Selected passage:

In regard to standing my ground, this most relates to a practice my mentors suggested recently, which is to work on offering feedback to others. Lately, I’ve gotten very comfortable receiving feedback from others and making space for that, but I have anxiety about how to offer it to others in a way that they can receive well. While I don’t have attachment to other people changing their behavior, I do have a responsibility to communicate the way I felt as a result of a given situation. We are mirrors and catalysts for each other, and I don’t want to stand in the way of that cosmic process.
I’m not sure that I had many opportunities to include others into my regulatory process since the last new moon. I have a tendency to shut down and pull inward when I’m experiencing a lot of emotion. Luckily, the people in my life can see what’s happening when my face falls in that particular way. But, otherwise, I’ve invited others to take deep breaths with me when I feel overwhelmed or anxious, and that’s going well.
To be honest, I’m afraid of determining that something about an uncomfortable situation is inevitable. I want to believe that there’s something I can do no matter what is happening. Lately, the place where I feel the most trapped is my own calendar. It’s easy to keep trying to grin and bear it, but I just keep burning myself out and getting more and more tired. I’m working toward making more spaciousness for myself, but something always manages to fill the space or I feel like I’m too tired to make adequate use of it. It’s an ongoing puzzle.
In terms of freeing myself from my context, I got some practice when a new sub-personality finally fully emerged and decided they wanted a name. The system as a whole felt a bit uncomfortable with their presentation and the possible ways that the external world might perceive them, but it felt important to allow them to express and be all the strangeness they are. I look forward to seeing how they evolve over time.

Activity A:
Answer these questions from the personal reflection:
(i) What practice did the writer's mentors recently suggest?
(ii) What has the writer invited others to do when feeling overwhelmed or anxious?
(iii) Where does the writer currently feel most trapped?
Activity B:
Pick up the personal reflection after its final sentence and extend it in the same first-person voice.
The records that follow are separate material, unrelated to the personal reflection.

Recorded data:
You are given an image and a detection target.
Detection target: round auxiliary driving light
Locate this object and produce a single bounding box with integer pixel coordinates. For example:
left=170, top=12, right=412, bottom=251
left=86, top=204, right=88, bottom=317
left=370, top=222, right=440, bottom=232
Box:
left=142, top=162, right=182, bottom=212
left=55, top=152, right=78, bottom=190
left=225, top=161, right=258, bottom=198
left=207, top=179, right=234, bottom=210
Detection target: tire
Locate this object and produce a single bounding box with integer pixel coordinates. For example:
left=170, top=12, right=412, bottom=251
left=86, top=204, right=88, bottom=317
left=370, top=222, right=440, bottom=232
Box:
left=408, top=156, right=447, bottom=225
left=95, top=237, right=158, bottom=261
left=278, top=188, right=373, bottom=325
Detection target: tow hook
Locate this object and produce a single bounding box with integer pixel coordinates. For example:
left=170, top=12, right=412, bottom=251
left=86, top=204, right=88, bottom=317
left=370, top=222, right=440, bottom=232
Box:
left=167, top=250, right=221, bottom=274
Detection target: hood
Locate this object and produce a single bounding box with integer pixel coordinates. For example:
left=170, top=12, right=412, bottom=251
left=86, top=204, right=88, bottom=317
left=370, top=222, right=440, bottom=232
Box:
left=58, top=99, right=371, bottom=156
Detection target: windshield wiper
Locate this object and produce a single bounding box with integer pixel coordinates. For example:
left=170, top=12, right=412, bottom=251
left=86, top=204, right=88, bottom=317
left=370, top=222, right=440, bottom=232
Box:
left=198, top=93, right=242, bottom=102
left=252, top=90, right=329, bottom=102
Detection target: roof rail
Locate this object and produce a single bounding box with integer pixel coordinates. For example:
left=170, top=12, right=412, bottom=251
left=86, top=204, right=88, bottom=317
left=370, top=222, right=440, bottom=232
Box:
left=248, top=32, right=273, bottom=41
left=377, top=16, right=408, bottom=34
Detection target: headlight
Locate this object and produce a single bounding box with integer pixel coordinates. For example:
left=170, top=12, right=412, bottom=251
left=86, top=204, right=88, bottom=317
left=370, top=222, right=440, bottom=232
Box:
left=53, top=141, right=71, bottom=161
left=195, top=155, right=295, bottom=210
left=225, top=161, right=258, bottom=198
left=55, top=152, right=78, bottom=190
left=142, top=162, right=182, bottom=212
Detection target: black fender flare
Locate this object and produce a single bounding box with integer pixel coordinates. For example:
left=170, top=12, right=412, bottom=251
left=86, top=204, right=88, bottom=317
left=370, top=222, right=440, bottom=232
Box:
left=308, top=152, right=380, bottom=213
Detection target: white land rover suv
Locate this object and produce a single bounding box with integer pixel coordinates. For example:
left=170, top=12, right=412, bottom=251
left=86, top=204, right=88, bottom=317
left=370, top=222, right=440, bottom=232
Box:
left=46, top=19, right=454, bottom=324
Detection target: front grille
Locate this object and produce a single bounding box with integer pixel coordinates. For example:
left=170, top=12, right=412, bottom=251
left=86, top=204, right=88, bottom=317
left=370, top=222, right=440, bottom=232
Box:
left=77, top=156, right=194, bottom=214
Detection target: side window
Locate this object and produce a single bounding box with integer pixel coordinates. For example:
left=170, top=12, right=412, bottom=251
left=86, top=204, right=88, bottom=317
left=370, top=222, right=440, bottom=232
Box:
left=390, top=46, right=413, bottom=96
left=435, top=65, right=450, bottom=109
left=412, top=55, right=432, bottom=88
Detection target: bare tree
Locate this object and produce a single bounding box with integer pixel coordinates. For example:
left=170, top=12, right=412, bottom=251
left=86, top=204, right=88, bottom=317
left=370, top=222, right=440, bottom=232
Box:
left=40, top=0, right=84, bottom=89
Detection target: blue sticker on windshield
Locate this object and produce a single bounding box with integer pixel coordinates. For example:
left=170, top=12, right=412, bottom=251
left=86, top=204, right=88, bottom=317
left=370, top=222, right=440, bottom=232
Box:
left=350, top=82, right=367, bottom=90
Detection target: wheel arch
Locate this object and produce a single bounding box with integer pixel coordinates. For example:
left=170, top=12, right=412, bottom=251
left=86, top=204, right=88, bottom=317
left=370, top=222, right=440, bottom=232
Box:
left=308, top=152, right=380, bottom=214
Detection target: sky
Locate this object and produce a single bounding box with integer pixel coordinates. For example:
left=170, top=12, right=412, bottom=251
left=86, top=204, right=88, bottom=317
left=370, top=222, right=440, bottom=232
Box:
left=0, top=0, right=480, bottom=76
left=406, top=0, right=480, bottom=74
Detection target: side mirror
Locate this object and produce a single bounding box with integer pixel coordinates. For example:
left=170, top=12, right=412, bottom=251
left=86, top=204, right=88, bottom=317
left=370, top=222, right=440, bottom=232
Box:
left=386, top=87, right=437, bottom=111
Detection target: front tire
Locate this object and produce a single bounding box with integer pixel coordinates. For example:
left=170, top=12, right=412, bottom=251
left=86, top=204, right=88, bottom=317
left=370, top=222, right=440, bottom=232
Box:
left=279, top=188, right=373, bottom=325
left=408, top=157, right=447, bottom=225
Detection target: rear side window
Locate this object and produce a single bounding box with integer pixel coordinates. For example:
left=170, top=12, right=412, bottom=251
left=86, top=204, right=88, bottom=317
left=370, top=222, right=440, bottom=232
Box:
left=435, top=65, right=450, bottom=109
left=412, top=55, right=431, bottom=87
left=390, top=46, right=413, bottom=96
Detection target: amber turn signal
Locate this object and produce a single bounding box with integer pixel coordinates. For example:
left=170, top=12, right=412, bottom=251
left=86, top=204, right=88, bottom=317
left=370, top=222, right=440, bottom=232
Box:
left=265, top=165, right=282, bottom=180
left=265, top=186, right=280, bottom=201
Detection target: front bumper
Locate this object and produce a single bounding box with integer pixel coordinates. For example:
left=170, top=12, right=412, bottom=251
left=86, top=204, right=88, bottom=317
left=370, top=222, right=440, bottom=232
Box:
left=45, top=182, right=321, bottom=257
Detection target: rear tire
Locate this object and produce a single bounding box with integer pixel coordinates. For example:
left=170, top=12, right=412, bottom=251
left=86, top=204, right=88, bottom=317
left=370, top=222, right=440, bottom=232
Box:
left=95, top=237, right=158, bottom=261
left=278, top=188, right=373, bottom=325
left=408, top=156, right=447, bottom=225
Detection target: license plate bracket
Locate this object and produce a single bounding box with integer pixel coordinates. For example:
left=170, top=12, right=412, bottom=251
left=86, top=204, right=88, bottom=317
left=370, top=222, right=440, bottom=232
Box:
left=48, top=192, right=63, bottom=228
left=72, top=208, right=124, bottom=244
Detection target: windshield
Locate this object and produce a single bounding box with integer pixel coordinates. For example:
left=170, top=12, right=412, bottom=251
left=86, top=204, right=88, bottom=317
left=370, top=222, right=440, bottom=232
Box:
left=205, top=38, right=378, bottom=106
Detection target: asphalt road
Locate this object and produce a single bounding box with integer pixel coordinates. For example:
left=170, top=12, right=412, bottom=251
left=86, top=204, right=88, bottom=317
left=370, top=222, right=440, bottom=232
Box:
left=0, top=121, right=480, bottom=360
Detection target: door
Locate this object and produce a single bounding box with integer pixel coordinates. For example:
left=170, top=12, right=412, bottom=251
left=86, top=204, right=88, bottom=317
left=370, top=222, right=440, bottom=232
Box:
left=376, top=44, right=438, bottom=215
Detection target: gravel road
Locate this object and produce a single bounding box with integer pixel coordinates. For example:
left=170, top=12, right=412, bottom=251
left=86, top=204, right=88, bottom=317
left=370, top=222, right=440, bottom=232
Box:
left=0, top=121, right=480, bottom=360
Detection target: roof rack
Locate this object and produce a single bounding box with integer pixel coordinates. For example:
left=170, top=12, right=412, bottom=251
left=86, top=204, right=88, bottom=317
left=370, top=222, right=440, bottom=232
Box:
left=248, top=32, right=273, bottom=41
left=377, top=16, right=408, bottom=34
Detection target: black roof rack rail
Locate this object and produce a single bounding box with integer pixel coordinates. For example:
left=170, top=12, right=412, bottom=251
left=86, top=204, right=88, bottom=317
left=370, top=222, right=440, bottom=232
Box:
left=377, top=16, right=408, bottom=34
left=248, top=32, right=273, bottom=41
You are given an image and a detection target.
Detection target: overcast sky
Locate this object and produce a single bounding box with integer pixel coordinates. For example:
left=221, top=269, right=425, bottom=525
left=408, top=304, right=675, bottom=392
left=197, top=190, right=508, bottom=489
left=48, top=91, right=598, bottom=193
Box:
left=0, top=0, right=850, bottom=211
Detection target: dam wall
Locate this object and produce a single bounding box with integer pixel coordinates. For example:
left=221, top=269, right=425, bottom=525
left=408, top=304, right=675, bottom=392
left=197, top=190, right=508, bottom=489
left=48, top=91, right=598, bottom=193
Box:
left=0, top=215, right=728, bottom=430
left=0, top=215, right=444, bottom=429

Answer A:
(i) Working on offering feedback to others.
(ii) To take deep breaths with the writer.
(iii) In the writer's own calendar.

Answer B:
There were so many long-term projects that finished up for me this season, and it’s been so important to allow myself to bask in that space rather than quickly shrug it off and move onto the next project. I know that I won’t have the space to engage in these kinds of processes for a while, so knowing that I can take pride in what I have accomplished feels important and beautiful.
Making space for rest, as mentioned before, has proven so difficult even though I don’t have a traditional job at the moment. I am taking classes and still volunteering in a lot of ways, and my calendar fills up with appointments and markets and catching up on all the things I put off when I was working. This next period, I’ll be shaving down what I’m doing and committing to basking in this next phase of my life as a parent, which will only happen this way once. I want to be rested and ready for when that moment comes, so I have to commit to making space for myself now.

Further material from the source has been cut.